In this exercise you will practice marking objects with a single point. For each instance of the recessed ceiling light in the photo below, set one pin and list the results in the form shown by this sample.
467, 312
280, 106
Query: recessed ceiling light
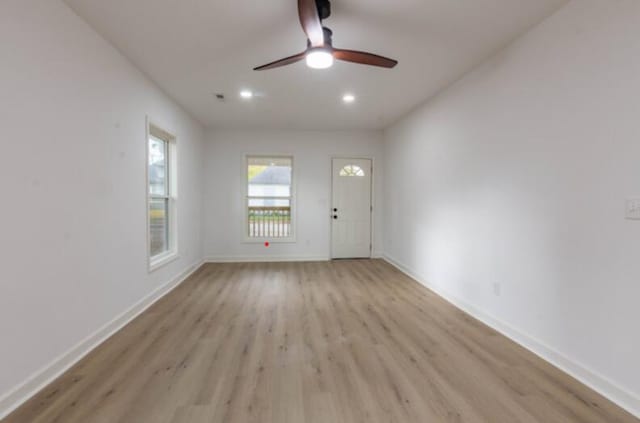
349, 98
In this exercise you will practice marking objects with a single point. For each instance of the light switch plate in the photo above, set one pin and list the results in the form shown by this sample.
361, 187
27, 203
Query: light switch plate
633, 208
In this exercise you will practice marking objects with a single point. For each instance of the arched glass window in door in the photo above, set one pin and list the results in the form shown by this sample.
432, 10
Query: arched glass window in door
351, 170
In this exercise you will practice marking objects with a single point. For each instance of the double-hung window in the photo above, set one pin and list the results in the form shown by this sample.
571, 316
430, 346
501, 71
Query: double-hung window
161, 196
269, 201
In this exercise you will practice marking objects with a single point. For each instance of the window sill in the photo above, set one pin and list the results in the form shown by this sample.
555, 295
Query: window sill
162, 260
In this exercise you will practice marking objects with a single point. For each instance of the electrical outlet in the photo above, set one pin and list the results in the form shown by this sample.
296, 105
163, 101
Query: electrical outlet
633, 209
497, 289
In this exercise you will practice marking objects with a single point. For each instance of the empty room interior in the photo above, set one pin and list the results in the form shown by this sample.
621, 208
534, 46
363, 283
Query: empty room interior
316, 211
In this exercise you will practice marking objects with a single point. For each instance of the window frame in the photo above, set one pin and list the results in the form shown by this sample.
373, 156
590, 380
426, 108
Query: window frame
245, 199
159, 260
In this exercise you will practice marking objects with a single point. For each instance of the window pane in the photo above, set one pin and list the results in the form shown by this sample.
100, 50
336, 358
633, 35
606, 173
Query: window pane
269, 176
158, 226
269, 218
157, 167
352, 170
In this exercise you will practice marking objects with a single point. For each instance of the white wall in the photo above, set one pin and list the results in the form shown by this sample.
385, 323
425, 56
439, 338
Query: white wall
312, 151
518, 175
72, 178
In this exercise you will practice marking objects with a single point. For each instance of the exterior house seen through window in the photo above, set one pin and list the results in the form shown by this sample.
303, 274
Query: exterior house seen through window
269, 197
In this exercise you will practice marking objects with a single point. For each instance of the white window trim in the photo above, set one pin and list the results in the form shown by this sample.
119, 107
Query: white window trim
291, 239
160, 260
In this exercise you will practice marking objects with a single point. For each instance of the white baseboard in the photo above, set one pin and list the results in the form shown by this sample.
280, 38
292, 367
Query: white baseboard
263, 259
39, 380
605, 387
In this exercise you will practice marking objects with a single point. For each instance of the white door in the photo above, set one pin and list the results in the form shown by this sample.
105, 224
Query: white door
351, 208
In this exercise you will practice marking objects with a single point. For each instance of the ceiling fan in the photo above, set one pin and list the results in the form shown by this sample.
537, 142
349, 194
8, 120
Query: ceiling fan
320, 53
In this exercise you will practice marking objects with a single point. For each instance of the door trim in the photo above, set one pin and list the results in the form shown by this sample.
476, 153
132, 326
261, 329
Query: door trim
371, 196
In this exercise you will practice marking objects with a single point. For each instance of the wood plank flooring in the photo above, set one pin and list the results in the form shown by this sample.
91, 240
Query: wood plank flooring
337, 342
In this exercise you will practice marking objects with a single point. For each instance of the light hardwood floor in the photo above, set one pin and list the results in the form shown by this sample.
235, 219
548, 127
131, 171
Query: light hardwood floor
337, 342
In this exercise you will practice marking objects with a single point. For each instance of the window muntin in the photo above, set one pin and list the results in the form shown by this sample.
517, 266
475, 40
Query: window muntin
161, 196
269, 199
352, 170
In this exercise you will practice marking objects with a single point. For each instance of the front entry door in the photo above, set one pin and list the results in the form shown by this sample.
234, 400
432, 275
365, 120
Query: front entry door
351, 208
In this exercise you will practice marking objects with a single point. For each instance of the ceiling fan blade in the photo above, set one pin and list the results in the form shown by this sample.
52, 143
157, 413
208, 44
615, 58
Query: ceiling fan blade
310, 21
364, 58
282, 62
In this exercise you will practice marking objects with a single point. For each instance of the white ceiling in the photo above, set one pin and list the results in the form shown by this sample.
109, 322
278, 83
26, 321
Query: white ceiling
195, 48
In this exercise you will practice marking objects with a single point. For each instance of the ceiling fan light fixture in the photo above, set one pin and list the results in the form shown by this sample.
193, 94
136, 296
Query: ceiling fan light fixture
319, 58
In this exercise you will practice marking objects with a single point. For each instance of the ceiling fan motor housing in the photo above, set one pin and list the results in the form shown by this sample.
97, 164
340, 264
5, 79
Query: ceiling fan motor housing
324, 8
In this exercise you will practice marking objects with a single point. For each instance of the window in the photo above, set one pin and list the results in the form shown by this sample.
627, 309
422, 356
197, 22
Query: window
351, 170
269, 198
161, 196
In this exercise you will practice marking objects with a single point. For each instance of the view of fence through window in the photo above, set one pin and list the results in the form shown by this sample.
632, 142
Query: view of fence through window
269, 196
158, 196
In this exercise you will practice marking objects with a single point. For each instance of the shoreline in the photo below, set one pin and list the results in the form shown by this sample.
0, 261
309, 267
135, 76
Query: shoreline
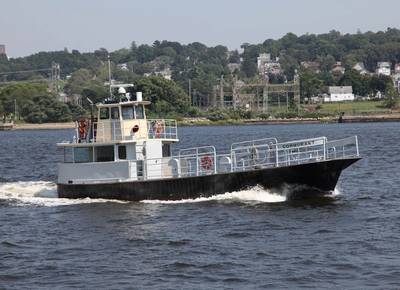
========================================================================
*What the task asks*
Nothing but an exact copy is needed, covering the lines from the line with "of the shoreline" through the last line of the entries, pictures excluded.

*Reply*
In this exercise you will practice marking objects with a single point. For each instance of the shoreline in the photo below, set one pin and list the results in the form shown by this sample.
0, 261
309, 267
135, 76
Query: shoreline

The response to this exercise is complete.